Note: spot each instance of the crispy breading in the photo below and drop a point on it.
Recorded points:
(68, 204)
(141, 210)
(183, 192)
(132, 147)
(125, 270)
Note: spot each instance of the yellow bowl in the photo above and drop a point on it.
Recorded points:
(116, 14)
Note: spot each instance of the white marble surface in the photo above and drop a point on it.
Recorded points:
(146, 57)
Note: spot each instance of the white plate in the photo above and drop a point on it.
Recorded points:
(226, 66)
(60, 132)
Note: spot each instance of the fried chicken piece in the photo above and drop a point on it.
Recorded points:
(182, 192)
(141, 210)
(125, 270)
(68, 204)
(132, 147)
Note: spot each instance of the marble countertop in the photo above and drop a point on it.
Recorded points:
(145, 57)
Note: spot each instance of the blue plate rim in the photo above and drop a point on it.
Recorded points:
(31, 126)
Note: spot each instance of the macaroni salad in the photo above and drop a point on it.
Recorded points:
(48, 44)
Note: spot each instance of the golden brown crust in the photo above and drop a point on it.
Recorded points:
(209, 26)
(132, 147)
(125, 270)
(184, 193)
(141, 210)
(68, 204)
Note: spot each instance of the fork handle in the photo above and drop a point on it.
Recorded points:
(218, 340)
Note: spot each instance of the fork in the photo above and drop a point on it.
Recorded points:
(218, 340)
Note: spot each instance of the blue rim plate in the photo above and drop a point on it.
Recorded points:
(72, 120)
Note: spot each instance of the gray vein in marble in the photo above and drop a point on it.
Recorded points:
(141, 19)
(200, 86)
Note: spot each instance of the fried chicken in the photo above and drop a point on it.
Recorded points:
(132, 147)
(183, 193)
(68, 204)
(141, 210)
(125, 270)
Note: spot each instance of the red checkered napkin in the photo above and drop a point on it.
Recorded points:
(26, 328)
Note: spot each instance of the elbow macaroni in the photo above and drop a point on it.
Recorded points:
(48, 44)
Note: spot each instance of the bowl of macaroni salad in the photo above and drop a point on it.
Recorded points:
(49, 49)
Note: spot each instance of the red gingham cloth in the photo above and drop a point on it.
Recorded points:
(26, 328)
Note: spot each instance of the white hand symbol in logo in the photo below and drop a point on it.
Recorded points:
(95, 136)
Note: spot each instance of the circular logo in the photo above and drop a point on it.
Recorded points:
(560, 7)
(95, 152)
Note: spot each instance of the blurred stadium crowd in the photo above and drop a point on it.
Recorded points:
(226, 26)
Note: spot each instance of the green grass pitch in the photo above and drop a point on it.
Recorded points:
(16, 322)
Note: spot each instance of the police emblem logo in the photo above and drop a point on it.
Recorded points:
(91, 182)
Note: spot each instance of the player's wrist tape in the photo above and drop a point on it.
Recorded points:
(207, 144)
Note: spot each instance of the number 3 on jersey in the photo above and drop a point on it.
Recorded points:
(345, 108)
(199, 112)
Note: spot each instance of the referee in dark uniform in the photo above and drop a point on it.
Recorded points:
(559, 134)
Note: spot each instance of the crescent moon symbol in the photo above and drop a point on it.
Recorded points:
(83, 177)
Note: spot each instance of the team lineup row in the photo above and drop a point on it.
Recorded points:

ACTION ITEM
Write out again every entry above, exactly as given.

SOLUTION FOR THIS EXERCISE
Note: spot each instance of the crispy breading in the photo below and drop a point on it.
Recorded points:
(68, 204)
(141, 210)
(183, 192)
(132, 147)
(125, 270)
Note: spot each instance of the yellow bowl in the photo above and drop a point on it.
Recorded points:
(116, 14)
Note: spot each instance of the white marble surface in the photo above and drop a point on it.
Recorded points:
(146, 57)
Note: spot each instance of the white plate in the photo above and drop a point on it.
Recorded points:
(226, 66)
(60, 132)
Note: spot each instance of the fried chicken piece in the photo above and drop a point on it.
Recorded points:
(182, 192)
(141, 210)
(125, 270)
(68, 204)
(132, 147)
Note: spot each instance of the marble countertop in the photo above and drop a point on it.
Recorded points:
(145, 57)
Note: spot each instance of the blue plate rim in the photo above and drop a point on it.
Recorded points:
(31, 126)
Note: spot each instance of the macaroni salad in the photo above and drop a point on it.
Recorded points:
(48, 44)
Note: spot each instance of the golden brown crust in the photo above and drop a point on it.
Recorded points:
(209, 26)
(132, 147)
(125, 270)
(184, 193)
(141, 210)
(68, 204)
Note: spot each instance of the fork handle in the photo above and drop a point on it.
Recorded points:
(218, 340)
Note: spot each instance of the fork in the photo above and drop a point on it.
Recorded points:
(218, 340)
Note: spot each instance of the blue rim plate in the photo above and drop a point on it.
Recorded points:
(72, 120)
Note: spot each instance of the gray vein in marble in the photo above and drop a point on it.
Recorded points:
(141, 19)
(200, 86)
Note: spot each instance of the fried chicken in the photo above and drop a point on it.
Recorded points:
(132, 147)
(183, 193)
(68, 204)
(141, 210)
(125, 270)
Note: spot each instance of the red checkered napkin in the photo above and drop a point on it.
Recorded points:
(26, 328)
Note: spot each instance of the elbow macaroni in the photo above and drop a point on it.
Recorded points:
(48, 44)
Note: spot each instance of the bowl of macaroni salad in the photo above and drop a point on it.
Recorded points:
(49, 49)
Note: spot each instance of the red gingham cloth in the photo above and drop a point on it.
Recorded points:
(26, 328)
Note: spot each instance of the white hand symbol in logo in the photo below and drop a point on it.
Recorded points:
(95, 136)
Note: spot each instance of the circular logo in the photo above and drop a point on it.
Recorded points:
(560, 7)
(95, 152)
Note: spot each instance of the blurred stadium crowd in the photo above and drop a point on it.
Recorded points:
(226, 26)
Note: spot each instance of the green grass pitch in the photo above and drop a point on it.
Recorded points:
(16, 322)
Note: spot each instance of the police emblem logo in the photo above and drop a point on it.
Recorded points:
(91, 182)
Note: spot each instance of the player's wrist tape in the photo above and drop a point on it.
Recorded points:
(207, 144)
Note: spot each instance of the number 3 on jersey in the photo above and drop a point on it.
Recorded points:
(345, 108)
(199, 112)
Note: spot each instance of the referee in dark uniform in the photo above and drop a point on it.
Recorded points:
(559, 134)
Note: spot each instance of the crescent moon symbol in the photo above and drop a point on it.
Recorded points:
(83, 177)
Note: spot each instance of the team lineup row in the photo above and drop a point on it.
Recorded points:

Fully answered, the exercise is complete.